Begin
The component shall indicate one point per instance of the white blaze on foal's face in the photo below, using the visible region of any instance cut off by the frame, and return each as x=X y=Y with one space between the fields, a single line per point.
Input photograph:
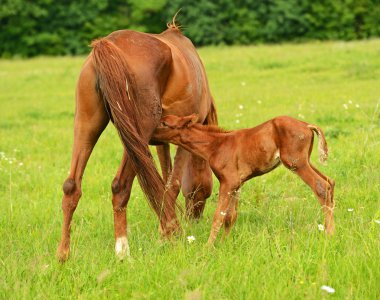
x=122 y=248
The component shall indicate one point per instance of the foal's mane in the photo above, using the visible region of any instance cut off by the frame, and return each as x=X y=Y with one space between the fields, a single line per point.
x=210 y=128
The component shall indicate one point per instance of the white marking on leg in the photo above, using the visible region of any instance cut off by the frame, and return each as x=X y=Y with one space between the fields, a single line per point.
x=122 y=248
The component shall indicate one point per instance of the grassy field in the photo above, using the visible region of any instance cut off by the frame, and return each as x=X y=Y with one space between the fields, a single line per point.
x=275 y=251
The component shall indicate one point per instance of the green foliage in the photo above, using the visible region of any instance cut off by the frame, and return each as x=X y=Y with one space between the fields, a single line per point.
x=275 y=250
x=31 y=28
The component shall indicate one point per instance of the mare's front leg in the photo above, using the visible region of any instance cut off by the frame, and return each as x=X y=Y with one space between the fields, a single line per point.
x=225 y=207
x=196 y=185
x=231 y=213
x=121 y=191
x=90 y=121
x=163 y=153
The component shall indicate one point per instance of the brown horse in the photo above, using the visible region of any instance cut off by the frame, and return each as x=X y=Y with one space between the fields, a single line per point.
x=239 y=155
x=132 y=79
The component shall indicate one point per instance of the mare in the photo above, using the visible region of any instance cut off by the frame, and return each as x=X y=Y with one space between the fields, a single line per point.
x=239 y=155
x=133 y=79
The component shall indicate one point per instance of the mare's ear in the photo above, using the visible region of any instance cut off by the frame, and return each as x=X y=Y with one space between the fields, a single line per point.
x=191 y=120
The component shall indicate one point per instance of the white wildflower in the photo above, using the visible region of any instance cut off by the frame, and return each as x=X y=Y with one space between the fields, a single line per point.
x=328 y=289
x=190 y=239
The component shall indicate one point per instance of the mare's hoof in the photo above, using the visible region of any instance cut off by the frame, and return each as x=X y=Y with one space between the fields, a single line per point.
x=62 y=254
x=122 y=248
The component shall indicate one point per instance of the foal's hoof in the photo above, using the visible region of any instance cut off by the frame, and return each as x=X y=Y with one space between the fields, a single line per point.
x=122 y=248
x=62 y=254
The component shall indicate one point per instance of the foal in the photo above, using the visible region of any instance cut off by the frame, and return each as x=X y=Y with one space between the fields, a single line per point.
x=239 y=155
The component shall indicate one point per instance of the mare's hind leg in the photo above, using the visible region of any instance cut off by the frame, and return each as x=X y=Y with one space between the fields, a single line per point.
x=121 y=190
x=321 y=185
x=196 y=185
x=163 y=152
x=90 y=121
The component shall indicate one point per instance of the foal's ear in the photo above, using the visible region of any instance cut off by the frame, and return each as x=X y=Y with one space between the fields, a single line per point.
x=191 y=120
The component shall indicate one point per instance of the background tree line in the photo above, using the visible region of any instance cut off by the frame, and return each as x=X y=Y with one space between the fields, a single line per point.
x=66 y=27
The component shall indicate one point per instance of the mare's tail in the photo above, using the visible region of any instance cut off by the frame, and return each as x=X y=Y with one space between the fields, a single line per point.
x=322 y=145
x=117 y=88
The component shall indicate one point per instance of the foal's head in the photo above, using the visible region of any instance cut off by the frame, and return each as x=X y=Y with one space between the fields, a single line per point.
x=175 y=122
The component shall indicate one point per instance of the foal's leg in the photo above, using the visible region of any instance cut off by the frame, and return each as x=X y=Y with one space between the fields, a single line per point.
x=163 y=152
x=121 y=190
x=90 y=121
x=196 y=185
x=323 y=188
x=174 y=180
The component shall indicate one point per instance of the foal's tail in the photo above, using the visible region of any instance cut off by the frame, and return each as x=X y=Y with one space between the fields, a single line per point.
x=116 y=86
x=322 y=145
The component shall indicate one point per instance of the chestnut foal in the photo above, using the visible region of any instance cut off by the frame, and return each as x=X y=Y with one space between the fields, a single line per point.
x=239 y=155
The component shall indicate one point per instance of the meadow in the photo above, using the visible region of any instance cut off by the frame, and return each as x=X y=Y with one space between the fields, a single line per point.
x=275 y=250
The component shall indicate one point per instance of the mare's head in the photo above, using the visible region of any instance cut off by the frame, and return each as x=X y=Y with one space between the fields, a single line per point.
x=175 y=122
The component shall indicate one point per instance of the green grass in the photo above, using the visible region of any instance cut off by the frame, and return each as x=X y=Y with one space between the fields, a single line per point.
x=275 y=250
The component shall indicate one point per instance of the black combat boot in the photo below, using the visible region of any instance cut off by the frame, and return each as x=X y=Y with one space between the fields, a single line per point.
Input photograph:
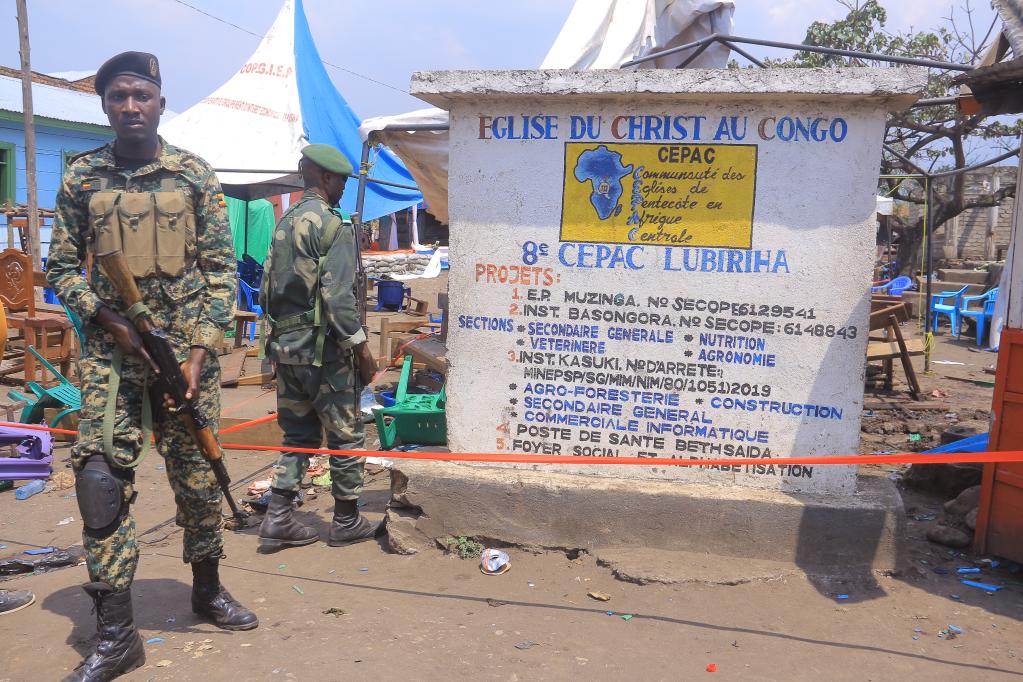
x=216 y=604
x=279 y=529
x=120 y=648
x=349 y=527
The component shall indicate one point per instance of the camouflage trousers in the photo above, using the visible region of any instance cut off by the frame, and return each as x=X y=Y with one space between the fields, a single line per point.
x=311 y=401
x=113 y=559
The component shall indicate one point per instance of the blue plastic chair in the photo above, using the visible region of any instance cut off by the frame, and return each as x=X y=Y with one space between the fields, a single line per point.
x=251 y=296
x=982 y=316
x=939 y=307
x=894 y=287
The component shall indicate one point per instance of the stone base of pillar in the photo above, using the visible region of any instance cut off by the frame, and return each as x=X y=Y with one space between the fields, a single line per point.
x=652 y=531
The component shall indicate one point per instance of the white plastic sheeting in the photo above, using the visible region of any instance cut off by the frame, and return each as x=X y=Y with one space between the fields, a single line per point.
x=597 y=34
x=606 y=34
x=425 y=152
x=254 y=121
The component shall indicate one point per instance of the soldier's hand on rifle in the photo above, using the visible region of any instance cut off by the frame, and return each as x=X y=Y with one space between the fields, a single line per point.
x=366 y=363
x=192 y=369
x=125 y=334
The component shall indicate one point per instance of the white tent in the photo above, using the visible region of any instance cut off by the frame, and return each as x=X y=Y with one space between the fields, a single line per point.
x=280 y=100
x=597 y=34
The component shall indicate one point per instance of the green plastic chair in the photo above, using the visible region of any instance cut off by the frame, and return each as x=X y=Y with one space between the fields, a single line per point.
x=64 y=394
x=414 y=418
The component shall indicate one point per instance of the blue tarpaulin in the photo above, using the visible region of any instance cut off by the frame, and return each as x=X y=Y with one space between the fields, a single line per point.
x=327 y=118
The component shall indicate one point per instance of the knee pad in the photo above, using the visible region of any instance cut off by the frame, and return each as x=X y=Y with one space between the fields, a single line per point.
x=100 y=497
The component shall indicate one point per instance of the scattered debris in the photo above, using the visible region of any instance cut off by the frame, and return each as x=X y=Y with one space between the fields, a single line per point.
x=950 y=537
x=949 y=632
x=494 y=562
x=259 y=487
x=982 y=586
x=30 y=489
x=62 y=481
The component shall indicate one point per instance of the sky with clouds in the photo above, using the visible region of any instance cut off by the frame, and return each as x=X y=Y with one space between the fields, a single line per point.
x=385 y=40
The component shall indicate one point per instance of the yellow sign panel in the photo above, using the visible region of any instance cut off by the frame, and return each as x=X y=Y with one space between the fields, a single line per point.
x=660 y=194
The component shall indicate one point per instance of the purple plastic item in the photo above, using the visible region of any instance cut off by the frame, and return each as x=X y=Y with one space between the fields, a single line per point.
x=35 y=448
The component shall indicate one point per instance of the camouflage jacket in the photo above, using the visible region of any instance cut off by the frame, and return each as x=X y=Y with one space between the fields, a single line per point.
x=207 y=289
x=288 y=286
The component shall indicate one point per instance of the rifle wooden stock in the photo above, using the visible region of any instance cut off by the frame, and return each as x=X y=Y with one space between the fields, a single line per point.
x=171 y=380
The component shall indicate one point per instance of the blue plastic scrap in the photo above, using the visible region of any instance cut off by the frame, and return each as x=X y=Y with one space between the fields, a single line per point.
x=981 y=586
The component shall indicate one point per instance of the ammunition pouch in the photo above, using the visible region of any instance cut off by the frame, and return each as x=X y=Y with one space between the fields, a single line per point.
x=156 y=231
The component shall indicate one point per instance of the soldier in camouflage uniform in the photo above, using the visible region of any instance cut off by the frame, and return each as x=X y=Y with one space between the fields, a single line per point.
x=163 y=208
x=319 y=352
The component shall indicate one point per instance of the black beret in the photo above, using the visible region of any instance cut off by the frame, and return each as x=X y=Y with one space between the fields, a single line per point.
x=142 y=64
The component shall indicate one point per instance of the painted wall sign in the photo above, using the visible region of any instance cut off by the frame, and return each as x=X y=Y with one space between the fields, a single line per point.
x=663 y=276
x=651 y=193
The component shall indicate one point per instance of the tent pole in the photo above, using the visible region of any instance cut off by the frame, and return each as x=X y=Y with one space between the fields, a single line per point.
x=928 y=229
x=361 y=285
x=245 y=238
x=360 y=198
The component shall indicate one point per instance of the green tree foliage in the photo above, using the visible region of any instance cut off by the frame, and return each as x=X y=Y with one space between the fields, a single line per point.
x=933 y=138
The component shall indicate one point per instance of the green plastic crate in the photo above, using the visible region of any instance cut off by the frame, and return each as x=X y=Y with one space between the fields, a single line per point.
x=414 y=418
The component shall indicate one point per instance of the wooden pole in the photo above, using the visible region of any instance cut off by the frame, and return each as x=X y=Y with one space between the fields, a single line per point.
x=35 y=249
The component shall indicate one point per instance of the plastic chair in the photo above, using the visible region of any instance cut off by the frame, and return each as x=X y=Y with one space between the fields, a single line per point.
x=64 y=394
x=414 y=418
x=894 y=287
x=980 y=317
x=939 y=307
x=248 y=291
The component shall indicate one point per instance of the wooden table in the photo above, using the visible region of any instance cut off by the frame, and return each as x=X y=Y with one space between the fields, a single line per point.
x=430 y=352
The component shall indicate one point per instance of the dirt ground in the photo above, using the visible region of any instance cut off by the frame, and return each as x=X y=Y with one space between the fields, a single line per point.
x=434 y=616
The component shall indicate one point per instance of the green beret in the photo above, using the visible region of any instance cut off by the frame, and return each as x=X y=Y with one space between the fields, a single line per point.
x=327 y=157
x=141 y=64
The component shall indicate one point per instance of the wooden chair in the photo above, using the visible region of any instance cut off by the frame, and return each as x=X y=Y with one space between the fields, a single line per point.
x=50 y=332
x=885 y=317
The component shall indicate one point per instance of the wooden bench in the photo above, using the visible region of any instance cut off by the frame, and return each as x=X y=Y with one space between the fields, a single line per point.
x=886 y=316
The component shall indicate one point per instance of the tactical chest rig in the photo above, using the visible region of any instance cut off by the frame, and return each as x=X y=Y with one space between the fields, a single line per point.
x=156 y=230
x=312 y=318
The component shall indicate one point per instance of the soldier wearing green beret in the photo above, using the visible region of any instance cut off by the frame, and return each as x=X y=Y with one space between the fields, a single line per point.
x=162 y=207
x=320 y=352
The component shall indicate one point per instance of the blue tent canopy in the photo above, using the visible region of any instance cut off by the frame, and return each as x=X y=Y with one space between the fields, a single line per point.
x=327 y=118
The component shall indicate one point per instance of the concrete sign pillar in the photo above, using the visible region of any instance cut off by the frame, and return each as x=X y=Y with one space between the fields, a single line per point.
x=664 y=264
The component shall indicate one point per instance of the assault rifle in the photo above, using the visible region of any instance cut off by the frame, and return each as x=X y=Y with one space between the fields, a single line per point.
x=171 y=380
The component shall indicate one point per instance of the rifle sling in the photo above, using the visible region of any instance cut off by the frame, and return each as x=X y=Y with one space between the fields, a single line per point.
x=109 y=413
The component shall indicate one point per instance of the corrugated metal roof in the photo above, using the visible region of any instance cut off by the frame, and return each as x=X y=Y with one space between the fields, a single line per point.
x=53 y=102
End
## Goal
Output the lines of the listing, starting at the line that contains "the wooden chair" and ending at the line that contains "x=885 y=317", as a Markdown table with the columns Row and Listing line. Number each line in order and leave out blank lines.

## Result for this task
| Row | Listing line |
|---|---|
| 1 | The component shall indicate one point per instance of the wooden chair in the photo above, using the visible region of any instance cut off by the frame, and return each as x=X y=Y with one space between the fields, a single line per point. |
| 2 | x=50 y=332 |
| 3 | x=885 y=317 |